[Source records]
********
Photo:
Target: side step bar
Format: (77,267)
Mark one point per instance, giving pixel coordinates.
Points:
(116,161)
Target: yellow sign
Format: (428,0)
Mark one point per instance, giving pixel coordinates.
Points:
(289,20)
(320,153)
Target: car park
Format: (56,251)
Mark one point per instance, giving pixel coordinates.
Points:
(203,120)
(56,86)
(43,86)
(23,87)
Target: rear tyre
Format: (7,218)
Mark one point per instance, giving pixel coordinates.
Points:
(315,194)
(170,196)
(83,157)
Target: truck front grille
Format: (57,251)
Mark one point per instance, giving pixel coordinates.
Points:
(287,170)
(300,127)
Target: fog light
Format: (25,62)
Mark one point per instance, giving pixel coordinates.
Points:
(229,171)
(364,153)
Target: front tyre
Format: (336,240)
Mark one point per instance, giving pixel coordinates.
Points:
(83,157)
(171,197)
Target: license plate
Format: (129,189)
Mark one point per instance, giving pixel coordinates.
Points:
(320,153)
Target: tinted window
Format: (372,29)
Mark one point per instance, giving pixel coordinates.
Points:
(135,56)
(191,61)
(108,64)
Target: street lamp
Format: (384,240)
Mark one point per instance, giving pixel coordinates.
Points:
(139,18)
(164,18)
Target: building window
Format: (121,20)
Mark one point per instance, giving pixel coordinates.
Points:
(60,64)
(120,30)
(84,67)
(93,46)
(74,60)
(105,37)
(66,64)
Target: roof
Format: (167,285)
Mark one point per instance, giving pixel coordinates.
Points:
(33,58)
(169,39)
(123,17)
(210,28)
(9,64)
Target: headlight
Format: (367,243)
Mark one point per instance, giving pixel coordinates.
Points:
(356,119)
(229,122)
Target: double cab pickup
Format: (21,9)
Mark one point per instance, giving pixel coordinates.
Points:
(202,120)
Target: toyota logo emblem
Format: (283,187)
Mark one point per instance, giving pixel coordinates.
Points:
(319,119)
********
What you have to do:
With no line omitted, copy all the data exactly.

Exercise result:
Photo:
Target: side step bar
Format: (77,267)
Mark one point per instance, giving pixel coordinates.
Points:
(116,161)
Target: yellow sign
Format: (428,0)
Mark one point per instance, giving pixel coordinates.
Points:
(289,20)
(320,153)
Target: car park
Format: (56,251)
Mark one point per instance, giving pixel coordinates.
Points:
(203,120)
(56,86)
(43,86)
(23,87)
Target: rear tyre
Format: (7,218)
Mark one point per instance, giving pixel coordinates.
Points:
(315,194)
(170,196)
(83,157)
Target: truck front grille
Format: (57,251)
Mark one point per instance, giving pixel coordinates.
Points:
(287,170)
(300,127)
Target: fog light
Format: (25,62)
Mark one point per instance, giving pixel coordinates.
Points:
(229,171)
(364,153)
Target: front tyre
Format: (336,240)
Mark one point per instance, giving pixel coordinates.
Points:
(83,157)
(171,197)
Target: license plate
Format: (129,189)
Mark one point per instance, giving pixel coordinates.
Points:
(320,153)
Target: tinted window
Format: (372,29)
Mark one point per instance, giving pixel coordinates.
Points:
(135,56)
(191,61)
(108,64)
Target: street lamp
Format: (384,240)
Mark one point per instance, giving pixel coordinates.
Points:
(139,18)
(164,18)
Target: building window
Format: (121,20)
Mark one point per instance, giving pixel coordinates.
Points:
(60,64)
(120,30)
(84,67)
(93,46)
(74,60)
(105,37)
(66,64)
Target: roof
Format: (167,285)
Mark one point per instance, giving pixel coordinates.
Points:
(33,58)
(169,39)
(123,17)
(210,28)
(9,64)
Target: headlight
Format: (367,243)
Mark one point per instance, giving pixel coordinates.
Points:
(356,119)
(229,122)
Target: double cab pickup
Format: (21,9)
Mark one point per instance, giving pixel coordinates.
Points:
(202,120)
Target: toyota logo emblem
Format: (283,187)
Mark one point per instance, giving pixel coordinates.
Points:
(319,119)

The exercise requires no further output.